▶ _Data for analysis_
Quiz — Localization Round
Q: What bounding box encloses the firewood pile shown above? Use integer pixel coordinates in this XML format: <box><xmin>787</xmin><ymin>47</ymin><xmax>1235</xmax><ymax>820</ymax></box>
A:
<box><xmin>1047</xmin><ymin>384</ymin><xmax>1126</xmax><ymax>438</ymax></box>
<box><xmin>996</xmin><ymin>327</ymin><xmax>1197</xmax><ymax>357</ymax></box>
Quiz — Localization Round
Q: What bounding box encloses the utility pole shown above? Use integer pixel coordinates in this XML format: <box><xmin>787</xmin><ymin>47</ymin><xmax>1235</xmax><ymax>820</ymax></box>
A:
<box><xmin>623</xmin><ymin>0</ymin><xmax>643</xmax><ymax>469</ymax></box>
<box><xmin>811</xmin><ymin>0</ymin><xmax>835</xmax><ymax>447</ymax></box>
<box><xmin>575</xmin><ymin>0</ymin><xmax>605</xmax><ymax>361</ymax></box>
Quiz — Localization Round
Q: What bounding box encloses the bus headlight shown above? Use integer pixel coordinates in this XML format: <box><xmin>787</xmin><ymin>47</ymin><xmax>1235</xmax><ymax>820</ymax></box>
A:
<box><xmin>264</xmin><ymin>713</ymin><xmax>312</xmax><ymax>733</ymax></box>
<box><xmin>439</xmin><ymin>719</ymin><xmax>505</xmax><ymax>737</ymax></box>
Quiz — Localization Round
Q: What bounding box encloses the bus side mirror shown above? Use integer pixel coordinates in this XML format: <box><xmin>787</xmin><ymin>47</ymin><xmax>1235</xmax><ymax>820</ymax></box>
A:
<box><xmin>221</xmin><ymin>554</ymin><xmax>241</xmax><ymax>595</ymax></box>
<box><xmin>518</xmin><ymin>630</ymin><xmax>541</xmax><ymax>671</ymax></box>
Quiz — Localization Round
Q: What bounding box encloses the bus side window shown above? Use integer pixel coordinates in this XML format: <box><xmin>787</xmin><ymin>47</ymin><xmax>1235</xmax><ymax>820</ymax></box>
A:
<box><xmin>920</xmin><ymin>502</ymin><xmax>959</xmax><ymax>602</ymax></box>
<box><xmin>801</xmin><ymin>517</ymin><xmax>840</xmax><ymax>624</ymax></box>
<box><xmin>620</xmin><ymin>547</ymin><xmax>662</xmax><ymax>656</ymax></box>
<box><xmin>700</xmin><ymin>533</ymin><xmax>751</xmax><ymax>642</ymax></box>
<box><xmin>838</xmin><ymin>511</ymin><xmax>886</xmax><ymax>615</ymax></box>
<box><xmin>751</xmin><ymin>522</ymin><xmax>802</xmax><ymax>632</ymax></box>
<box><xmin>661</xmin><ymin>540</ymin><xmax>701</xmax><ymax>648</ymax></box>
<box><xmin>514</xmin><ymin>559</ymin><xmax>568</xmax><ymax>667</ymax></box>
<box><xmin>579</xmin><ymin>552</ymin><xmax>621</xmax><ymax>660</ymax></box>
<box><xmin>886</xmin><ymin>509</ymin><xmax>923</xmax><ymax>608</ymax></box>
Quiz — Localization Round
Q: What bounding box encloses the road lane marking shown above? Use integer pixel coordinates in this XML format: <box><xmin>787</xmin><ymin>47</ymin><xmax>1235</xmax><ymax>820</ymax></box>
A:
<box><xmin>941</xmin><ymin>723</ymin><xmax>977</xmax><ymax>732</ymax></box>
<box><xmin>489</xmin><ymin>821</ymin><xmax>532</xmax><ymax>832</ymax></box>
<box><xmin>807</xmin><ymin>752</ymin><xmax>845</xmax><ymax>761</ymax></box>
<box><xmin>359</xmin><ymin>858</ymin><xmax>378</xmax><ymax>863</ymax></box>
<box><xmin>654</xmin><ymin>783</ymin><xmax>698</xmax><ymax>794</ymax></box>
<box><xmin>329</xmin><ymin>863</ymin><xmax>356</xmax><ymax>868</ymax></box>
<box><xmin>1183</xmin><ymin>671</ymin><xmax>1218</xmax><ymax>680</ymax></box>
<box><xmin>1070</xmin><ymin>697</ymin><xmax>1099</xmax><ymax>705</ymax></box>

▶ _What needs to be done_
What you return must match the records exactly, down to the last line.

▶ _Answer to this problem_
Quiz — Localization Round
Q: What bounding box encloses the firewood pile shown above? Use integer pixel coordinates in this XML format: <box><xmin>787</xmin><ymin>47</ymin><xmax>1235</xmax><ymax>820</ymax></box>
A:
<box><xmin>1047</xmin><ymin>384</ymin><xmax>1126</xmax><ymax>438</ymax></box>
<box><xmin>996</xmin><ymin>327</ymin><xmax>1197</xmax><ymax>357</ymax></box>
Quiz — Localization Round
Q: What bounding box encloses the utility pole shown above? Use integer pixel coordinates in this XML format: <box><xmin>787</xmin><ymin>47</ymin><xmax>1235</xmax><ymax>820</ymax></box>
A:
<box><xmin>623</xmin><ymin>0</ymin><xmax>643</xmax><ymax>469</ymax></box>
<box><xmin>811</xmin><ymin>0</ymin><xmax>835</xmax><ymax>447</ymax></box>
<box><xmin>575</xmin><ymin>0</ymin><xmax>605</xmax><ymax>361</ymax></box>
Quiz — Localization Round
Q: What bounding box encloses the bus headlight shown above? Use integer pixel coordinates in this XML format: <box><xmin>787</xmin><ymin>47</ymin><xmax>1235</xmax><ymax>820</ymax></box>
A:
<box><xmin>264</xmin><ymin>713</ymin><xmax>312</xmax><ymax>733</ymax></box>
<box><xmin>439</xmin><ymin>719</ymin><xmax>505</xmax><ymax>737</ymax></box>
Quiz — Localization Round
Q: What bounding box encloses the bus side mirror shown above? Use integer pixel coordinates in this XML format: <box><xmin>787</xmin><ymin>47</ymin><xmax>1235</xmax><ymax>820</ymax></box>
A:
<box><xmin>221</xmin><ymin>554</ymin><xmax>241</xmax><ymax>595</ymax></box>
<box><xmin>518</xmin><ymin>630</ymin><xmax>541</xmax><ymax>671</ymax></box>
Quiz — Localization Round
Q: What bounding box encloses the bus side window shown above? Use integer pixel coordinates in this XML format: <box><xmin>787</xmin><ymin>47</ymin><xmax>1235</xmax><ymax>820</ymax></box>
A:
<box><xmin>920</xmin><ymin>502</ymin><xmax>959</xmax><ymax>602</ymax></box>
<box><xmin>801</xmin><ymin>517</ymin><xmax>840</xmax><ymax>624</ymax></box>
<box><xmin>620</xmin><ymin>547</ymin><xmax>662</xmax><ymax>656</ymax></box>
<box><xmin>700</xmin><ymin>533</ymin><xmax>751</xmax><ymax>642</ymax></box>
<box><xmin>838</xmin><ymin>511</ymin><xmax>886</xmax><ymax>615</ymax></box>
<box><xmin>751</xmin><ymin>522</ymin><xmax>802</xmax><ymax>632</ymax></box>
<box><xmin>661</xmin><ymin>540</ymin><xmax>701</xmax><ymax>648</ymax></box>
<box><xmin>514</xmin><ymin>559</ymin><xmax>568</xmax><ymax>667</ymax></box>
<box><xmin>579</xmin><ymin>552</ymin><xmax>621</xmax><ymax>660</ymax></box>
<box><xmin>886</xmin><ymin>509</ymin><xmax>923</xmax><ymax>608</ymax></box>
Quiz — Localization Round
Q: What bounding box encloses the road lane marking shown above? Use integer pixel coordinates in this XML format: <box><xmin>787</xmin><ymin>47</ymin><xmax>1235</xmax><ymax>820</ymax></box>
A:
<box><xmin>941</xmin><ymin>723</ymin><xmax>977</xmax><ymax>732</ymax></box>
<box><xmin>489</xmin><ymin>821</ymin><xmax>532</xmax><ymax>832</ymax></box>
<box><xmin>807</xmin><ymin>752</ymin><xmax>845</xmax><ymax>761</ymax></box>
<box><xmin>359</xmin><ymin>858</ymin><xmax>378</xmax><ymax>863</ymax></box>
<box><xmin>654</xmin><ymin>783</ymin><xmax>698</xmax><ymax>794</ymax></box>
<box><xmin>329</xmin><ymin>863</ymin><xmax>356</xmax><ymax>868</ymax></box>
<box><xmin>1183</xmin><ymin>671</ymin><xmax>1218</xmax><ymax>680</ymax></box>
<box><xmin>1070</xmin><ymin>697</ymin><xmax>1099</xmax><ymax>705</ymax></box>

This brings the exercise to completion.